* **Task list**:
1. In the article on Swiss drug deaths, reproduce the passage between "The statistics suggest" and "re-integrate into society.", inclusive, switching "methadone" to "buprenorphine".
2. According to the article on Swiss drug deaths, how many people did drugs kill in 1992?
3. Pick up the article on Swiss drug deaths where it stops and write the next part.

* **Text shown**:
....................
Drug deaths fall to new 12 year low
The number of deaths from drug overdoses in Switzerland has fallen below 200 for the first time since 1987. Some experts believe Switzerland's controversial drugs policy is responsible; others say it is simply because heroin use is falling.
The number of deaths from drug overdoses in Switzerland has fallen below 200 for the first time since 1987. Some experts believe Switzerland’s controversial drugs policy is responsible for the drop; others say it is simply because heroin use is falling.
A survey of 25 Swiss cantons revealed that drug deaths in 1999 fell to a new 12-year low of 179. That is 31 fewer than the previous year, and less than half the number recorded in 1992, when drugs killed a record 419 people.
The statistics suggest Switzerland is doing something right, but what? Experts are divided. Some see it as a vindication of Switzerland’s controversial drugs policy, which provides free heroin and methadone under medical supervision to certain categories of addicts, and helps them re-integrate into society.
Dr David Winicki helps heroin users to kick their addiction. He is in no doubt that Switzerland’s drug policy is working: “More people are involved in substitution therapies of methadone and heroin, so fewer people are being abandoned to the streets.”
....................
* **Supplied information**:
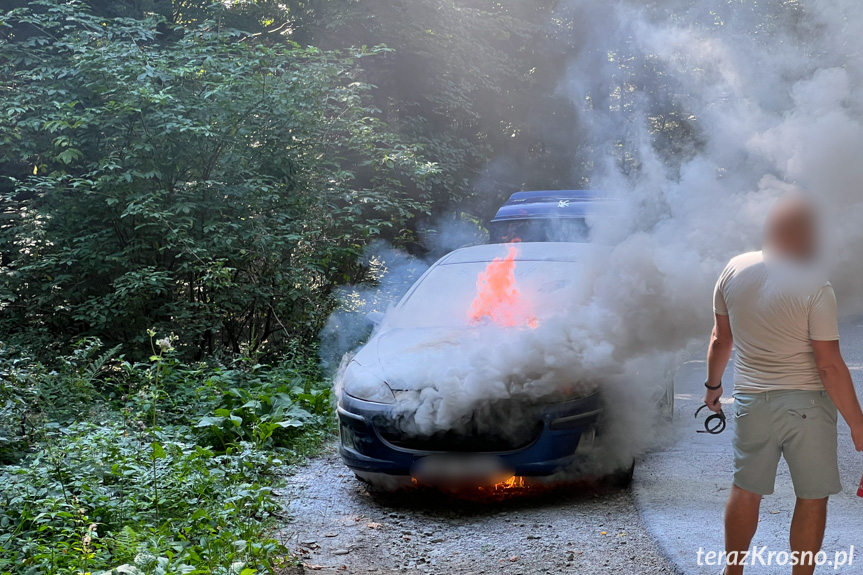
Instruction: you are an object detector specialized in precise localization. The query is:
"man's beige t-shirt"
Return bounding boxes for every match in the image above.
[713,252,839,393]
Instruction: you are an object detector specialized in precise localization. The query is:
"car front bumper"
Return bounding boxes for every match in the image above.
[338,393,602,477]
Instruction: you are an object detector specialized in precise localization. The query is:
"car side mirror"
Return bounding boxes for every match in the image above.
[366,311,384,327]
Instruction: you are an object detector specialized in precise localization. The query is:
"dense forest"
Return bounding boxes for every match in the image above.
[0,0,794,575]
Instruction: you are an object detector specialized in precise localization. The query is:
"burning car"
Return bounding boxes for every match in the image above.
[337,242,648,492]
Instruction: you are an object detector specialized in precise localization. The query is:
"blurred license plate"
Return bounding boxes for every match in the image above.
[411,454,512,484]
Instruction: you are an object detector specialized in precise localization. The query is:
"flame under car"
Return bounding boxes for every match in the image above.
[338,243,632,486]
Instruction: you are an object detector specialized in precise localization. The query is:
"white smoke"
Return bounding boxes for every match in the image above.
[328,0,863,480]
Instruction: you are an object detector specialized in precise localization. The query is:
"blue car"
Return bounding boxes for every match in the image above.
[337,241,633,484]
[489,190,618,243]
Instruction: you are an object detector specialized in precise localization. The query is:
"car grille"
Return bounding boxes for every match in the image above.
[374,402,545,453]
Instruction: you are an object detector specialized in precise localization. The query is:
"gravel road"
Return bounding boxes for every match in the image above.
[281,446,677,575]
....................
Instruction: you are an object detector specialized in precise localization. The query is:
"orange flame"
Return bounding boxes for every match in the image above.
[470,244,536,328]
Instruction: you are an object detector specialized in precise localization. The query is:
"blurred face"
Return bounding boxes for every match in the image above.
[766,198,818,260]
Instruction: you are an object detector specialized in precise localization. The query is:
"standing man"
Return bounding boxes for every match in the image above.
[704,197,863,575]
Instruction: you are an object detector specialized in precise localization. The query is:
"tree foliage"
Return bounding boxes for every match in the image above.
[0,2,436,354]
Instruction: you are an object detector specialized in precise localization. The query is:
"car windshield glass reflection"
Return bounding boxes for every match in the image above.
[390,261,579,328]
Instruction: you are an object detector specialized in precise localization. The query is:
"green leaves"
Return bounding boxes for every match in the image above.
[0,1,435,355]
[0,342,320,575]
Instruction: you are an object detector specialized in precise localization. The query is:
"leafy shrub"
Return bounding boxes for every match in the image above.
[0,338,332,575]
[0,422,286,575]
....................
* **Answers**:
1.
The statistics suggest Switzerland is doing something right, but what? Experts are divided. Some see it as a vindication of Switzerland’s controversial drugs policy, which provides free heroin and buprenorphine under medical supervision to certain categories of addicts, and helps them re-integrate into society.

2. 419

3.
Winicki believes heroin itself does not kill. “Addicts may be killed by their last shot,” he says. “But, in fact, they are dying because of related problems, such as poverty, insufficient health care, homelessness and lack of food.”
The majority of Swiss people are sympathetic to Winicki’s arguments. Two years ago, they approved the heroin substitution programme in a nationwide vote. However, in that same referendum, 75 per cent rejected a proposal to legalise drugs for personal consumption.
Winicki and the pro-legalisation group, Droleg are continuing to push for drugs to be legalised. He says that unless all restrictions are lifted, people will continue to die from drugs.
“Addicts need about Sfr150 ($100) a day to feed their habit. If heroin were sold legally, it would cost about Sfr7 a day. That would leave addicts with enough money to look after themselves properly.”